[[ Data section, beginning ]]
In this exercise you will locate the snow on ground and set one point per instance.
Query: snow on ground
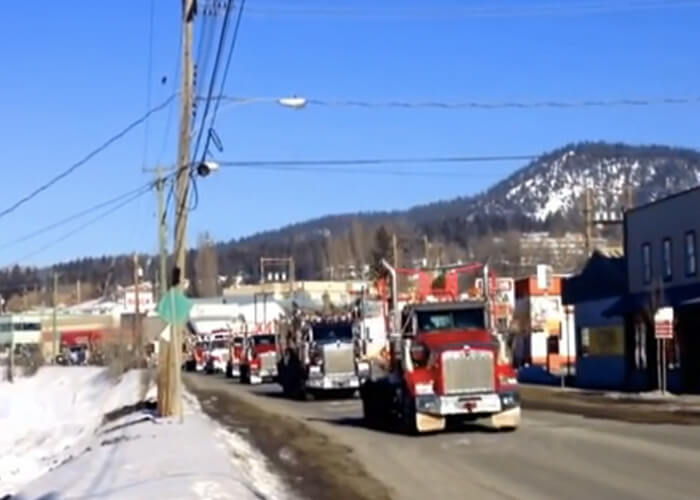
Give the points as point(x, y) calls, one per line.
point(45, 417)
point(58, 449)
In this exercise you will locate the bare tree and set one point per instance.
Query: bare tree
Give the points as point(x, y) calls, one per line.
point(206, 268)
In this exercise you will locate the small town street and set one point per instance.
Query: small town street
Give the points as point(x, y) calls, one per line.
point(551, 456)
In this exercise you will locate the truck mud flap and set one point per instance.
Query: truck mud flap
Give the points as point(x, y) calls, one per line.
point(429, 423)
point(506, 420)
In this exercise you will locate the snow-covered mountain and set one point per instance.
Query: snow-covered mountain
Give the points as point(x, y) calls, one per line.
point(555, 183)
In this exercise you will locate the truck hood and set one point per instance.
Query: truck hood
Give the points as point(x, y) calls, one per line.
point(442, 340)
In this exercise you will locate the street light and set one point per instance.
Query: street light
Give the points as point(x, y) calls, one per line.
point(292, 102)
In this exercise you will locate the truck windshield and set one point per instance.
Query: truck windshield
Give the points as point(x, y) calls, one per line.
point(219, 344)
point(264, 339)
point(460, 319)
point(331, 333)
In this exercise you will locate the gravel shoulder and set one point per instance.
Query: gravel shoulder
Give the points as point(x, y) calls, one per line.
point(315, 466)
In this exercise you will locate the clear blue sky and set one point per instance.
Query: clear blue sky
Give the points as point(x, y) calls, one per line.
point(75, 73)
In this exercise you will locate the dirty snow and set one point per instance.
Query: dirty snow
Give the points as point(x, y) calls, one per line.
point(45, 417)
point(57, 447)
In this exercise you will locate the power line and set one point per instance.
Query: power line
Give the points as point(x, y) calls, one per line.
[[ Data section, end ]]
(Directions): Among the lines above, find those with the word "mountain". Copy them.

(The completed task):
In this exercise you will locate the snow-covered mountain and set one point per instance.
Query: snow-covered mountain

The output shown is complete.